PROBLEM STATEMENT:
The expected answer is the set of lines in the data below between the line holding "Target: dog's chest" and the line holding "Target: brown dog", inclusive, written out exactly.

Stored data entries:
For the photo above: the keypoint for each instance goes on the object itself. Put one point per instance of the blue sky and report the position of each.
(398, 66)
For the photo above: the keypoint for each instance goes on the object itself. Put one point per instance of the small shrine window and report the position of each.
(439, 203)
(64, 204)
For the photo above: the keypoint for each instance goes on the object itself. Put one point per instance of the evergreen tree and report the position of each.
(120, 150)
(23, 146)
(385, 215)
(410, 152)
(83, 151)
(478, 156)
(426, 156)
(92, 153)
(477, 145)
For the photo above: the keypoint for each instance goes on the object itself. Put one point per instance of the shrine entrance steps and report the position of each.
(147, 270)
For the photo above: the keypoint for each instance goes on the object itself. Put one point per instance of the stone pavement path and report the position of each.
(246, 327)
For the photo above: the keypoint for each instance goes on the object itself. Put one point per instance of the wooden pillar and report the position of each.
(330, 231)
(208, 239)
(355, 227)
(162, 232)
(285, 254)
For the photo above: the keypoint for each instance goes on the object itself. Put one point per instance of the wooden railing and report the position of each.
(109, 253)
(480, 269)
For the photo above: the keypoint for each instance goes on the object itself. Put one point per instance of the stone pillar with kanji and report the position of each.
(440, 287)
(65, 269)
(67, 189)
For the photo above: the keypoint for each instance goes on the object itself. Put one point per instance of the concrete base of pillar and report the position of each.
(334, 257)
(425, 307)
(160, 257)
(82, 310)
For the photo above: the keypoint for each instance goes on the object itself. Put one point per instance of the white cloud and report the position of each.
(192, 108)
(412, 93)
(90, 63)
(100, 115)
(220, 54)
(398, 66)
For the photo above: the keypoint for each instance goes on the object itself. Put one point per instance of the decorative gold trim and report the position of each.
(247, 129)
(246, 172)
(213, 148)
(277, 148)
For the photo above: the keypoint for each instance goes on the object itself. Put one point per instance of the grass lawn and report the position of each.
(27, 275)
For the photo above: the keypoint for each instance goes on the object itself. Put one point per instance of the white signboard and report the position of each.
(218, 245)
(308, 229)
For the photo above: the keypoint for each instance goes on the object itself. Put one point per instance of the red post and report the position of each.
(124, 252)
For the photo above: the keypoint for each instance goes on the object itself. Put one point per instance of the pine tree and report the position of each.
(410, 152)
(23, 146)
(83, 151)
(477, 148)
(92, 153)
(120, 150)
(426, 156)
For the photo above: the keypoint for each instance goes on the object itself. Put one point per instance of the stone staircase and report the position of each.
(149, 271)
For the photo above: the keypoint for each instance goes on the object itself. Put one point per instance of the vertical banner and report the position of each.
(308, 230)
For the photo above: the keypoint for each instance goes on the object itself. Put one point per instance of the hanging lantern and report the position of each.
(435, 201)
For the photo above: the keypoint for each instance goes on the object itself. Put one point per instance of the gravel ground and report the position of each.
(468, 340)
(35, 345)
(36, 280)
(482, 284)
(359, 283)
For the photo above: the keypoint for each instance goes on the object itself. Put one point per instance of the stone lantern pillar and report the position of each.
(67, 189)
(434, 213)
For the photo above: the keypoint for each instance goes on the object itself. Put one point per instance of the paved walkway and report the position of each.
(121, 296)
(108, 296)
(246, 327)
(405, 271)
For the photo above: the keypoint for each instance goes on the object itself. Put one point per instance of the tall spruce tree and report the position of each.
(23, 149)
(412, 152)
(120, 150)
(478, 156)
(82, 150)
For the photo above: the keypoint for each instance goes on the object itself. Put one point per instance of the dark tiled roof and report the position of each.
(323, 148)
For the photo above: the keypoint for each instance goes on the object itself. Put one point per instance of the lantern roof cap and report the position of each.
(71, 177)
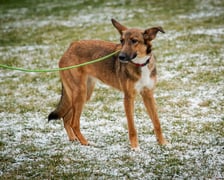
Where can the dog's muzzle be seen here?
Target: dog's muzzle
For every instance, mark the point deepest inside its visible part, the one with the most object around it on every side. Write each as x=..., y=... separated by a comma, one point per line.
x=125, y=58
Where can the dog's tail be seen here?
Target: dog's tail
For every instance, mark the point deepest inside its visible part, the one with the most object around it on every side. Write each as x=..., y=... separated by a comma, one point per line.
x=61, y=109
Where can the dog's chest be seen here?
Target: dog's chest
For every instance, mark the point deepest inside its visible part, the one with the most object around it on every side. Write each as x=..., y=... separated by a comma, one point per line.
x=145, y=81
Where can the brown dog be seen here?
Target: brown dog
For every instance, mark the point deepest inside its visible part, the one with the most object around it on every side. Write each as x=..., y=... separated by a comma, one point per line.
x=132, y=71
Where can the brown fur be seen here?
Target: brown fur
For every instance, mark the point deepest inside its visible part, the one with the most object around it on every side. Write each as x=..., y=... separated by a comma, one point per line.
x=117, y=71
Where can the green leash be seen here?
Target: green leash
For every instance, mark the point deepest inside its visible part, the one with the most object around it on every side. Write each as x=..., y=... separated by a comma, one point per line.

TASK RESULT:
Target: dog's chest
For every instance, mark the point deepest inside its visible part, the one with the most object around it on every side. Write each as x=..., y=... separated by a comma, one point per line.
x=145, y=81
Where can the brown dog be seen here?
Target: brown dog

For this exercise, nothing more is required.